WHAT YOU SHOULD DO: Nothing is needed except the lines below that run from the one with "window in the photo above." through the one with "walkway in the photo above.", repeated exactly.

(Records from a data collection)
---
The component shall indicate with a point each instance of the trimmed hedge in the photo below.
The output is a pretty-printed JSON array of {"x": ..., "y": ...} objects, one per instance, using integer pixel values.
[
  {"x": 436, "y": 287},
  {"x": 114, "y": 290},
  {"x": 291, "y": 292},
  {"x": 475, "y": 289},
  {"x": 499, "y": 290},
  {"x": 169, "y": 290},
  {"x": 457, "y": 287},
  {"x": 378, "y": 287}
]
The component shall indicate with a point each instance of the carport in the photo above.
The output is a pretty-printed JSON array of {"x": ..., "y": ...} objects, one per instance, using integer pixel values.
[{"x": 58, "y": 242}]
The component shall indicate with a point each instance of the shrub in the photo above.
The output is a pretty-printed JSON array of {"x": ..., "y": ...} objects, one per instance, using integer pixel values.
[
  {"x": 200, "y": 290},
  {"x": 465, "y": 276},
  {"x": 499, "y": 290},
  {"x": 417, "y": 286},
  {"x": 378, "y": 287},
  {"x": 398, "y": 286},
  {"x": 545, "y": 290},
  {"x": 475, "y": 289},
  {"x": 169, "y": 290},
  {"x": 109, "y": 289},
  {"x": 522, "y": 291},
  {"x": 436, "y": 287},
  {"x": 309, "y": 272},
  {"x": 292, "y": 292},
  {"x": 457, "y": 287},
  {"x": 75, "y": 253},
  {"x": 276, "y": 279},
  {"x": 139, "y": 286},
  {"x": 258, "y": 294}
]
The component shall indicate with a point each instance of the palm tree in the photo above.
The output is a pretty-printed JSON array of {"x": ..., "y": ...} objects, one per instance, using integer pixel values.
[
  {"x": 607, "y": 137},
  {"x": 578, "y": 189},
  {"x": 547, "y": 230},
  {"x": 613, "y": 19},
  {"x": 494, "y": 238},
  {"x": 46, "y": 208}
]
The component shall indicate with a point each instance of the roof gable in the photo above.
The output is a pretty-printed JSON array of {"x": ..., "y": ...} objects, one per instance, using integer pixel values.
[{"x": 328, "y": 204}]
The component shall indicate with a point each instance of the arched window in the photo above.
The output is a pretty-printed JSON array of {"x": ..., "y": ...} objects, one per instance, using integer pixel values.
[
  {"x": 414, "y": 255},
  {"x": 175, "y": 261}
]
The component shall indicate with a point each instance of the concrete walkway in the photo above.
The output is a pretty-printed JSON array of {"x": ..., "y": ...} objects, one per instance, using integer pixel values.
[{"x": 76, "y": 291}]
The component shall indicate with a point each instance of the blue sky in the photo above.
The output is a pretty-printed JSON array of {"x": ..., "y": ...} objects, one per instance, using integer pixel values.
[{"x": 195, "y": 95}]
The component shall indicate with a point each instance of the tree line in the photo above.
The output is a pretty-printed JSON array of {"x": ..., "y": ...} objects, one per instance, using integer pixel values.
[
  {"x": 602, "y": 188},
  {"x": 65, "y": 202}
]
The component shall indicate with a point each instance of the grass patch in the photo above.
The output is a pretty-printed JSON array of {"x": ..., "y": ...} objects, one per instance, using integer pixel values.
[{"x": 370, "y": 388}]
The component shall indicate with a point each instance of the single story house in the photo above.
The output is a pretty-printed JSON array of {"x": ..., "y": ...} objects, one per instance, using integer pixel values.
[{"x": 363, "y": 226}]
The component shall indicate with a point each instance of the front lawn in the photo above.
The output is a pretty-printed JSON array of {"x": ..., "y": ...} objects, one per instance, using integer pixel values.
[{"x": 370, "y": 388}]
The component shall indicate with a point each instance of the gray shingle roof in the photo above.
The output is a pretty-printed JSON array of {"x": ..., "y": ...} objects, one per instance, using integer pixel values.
---
ANSWER TO THIS PROBLEM:
The component shall indicate with a point each instance of the arched window in the photo above.
The output is a pretty-printed JSON array of {"x": ..., "y": ...} objects, one per instance, using integer pixel values.
[
  {"x": 414, "y": 255},
  {"x": 175, "y": 261}
]
The component shall indicate with a point each instance of the concrete walkway in the photo above.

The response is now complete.